WHAT THE TASK ASKS
Continue the text below on estimating the sensitivity and specificity of diagnostic tests, picking up right after its last sentence.

Estimates of sensitivity and specificity for diagnostic tests

The sensitivity and specificity of the tests used were estimated based on values documented in the literature for populations from all geographical locations. Initially eligible studies were limited to those conducted in asymptomatic populations. However, for some of the tests estimates were only available for symptomatic populations so this criterion was dropped. When multiple studies were available we averaged test sensitivities and specificities across published studies, and the mean values were used for adjustment of the trial observations. To consider uncertainty in diagnostic test performance we used the highest documented value for sensitivity from any single study combined with the lowest value for specificity from any single study, to estimate a lower limit for the adjusted prevalence. Similarly, the upper limit was determined by using the lowest sensitivity and highest specificity.

To obtain estimates of sensitivity and specificity, we included only published studies in which the techniques used in the trials were directly compared in the same population using the same gold standard. These studies typically used an “expanded” gold standard in which discrepant results were resolved using another confirmatory test. Studies using culture alone as the gold standard were not used because the imperfect sensitivity of culture would incorrectly suggest a low specificity for the tests under study which have higher sensitivity than culture, such as LCR.10

Gonorrhoea and chlamydia

In Rakai and Masaka, ligase chain reaction (LCR, Abbott Laboratories, Abbot Park, IL, USA) on urine was used to diagnose NG and CT in men and women. In Mwanza, Gram stain on urethral smears was used to diagnose NG in men. For women, culture from endocervical swabs were used to diagnose NG. In Mwanza, enzyme immunoassay (EIA, IDEIA Chlamydia; Novo Nordisk Diagnostika, Cambridge, UK) from urethral swabs was used to diagnose CT in men, and EIA from endocervical swabs was used for CT in women.

GIVEN MATERIAL
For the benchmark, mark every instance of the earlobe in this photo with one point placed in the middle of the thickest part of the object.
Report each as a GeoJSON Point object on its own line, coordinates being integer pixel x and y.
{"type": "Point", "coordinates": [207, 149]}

RESULT OF THIS EXERCISE
In Mwanza, a screening test was used to select the sample of men to be tested for NG and CT with testing confined to men who either tested positive on urine leucocyte esterase dipstick (LED; Nephur-Test + Leuco, Boehringer-Mannheim, Lewes, UK) tests, who complained of discharge during the interview, or who had discharge upon clinical examination. To allow adjustment for the performance of the screening test (according to equation 2), we estimated its sensitivity based on findings in a separate study conducted in 1996 in a rural community in Mwanza Region11 (see below).

Trichomoniasis

The prevalence of Trichomonas vaginalis in women was assessed via InPouch TV culture (BioMed Diagnostics, San Jose, CA, USA) on self collected vaginal swabs in Rakai and by wet mount microscopy of vaginal smears in Mwanza. TV prevalence was not available for men in the three trials or from women in Masaka. In the reviewed literature, studies were included which directly compared the performance of InPouch TV culture to wet mount microscopy with either another culture method or polymerase chain reaction (PCR) to resolve discrepant results.

Syphilis

A non-treponemal test, the toluidine red unheated serum test (TRUST; New Horizons, Columbia, MD, USA), was used to screen the Rakai population for syphilis. Those testing positive on the TRUST test were further tested using the Treponema pallidum haemoagglutination assay (TPHA; TPHA Sera-Tek, Fujirebio, Tokyo, Japan) test.12 In Masaka and Mwanza, the TPHA test was conducted on all study participants. A non-treponemal rapid plasma reagin (RPR; VD-25 Murex, Dartford, UK) test was conducted for those who were TPHA positive.13 We compared the prevalence of serological syphilis (TPHA positive with any RPR/TRUST titre) and the prevalence of active, high titre syphilis (TPHA positive with RPR titre ≥1:8) in all three populations. The diagnostic performance of the RPR and TRUST tests are similar with 98% sensitivity and 99% specificity14,15 and TPHA tests were used in both populations so no adjustment was needed to validly compare serological or active high titre syphilis prevalence as measured in the three sites.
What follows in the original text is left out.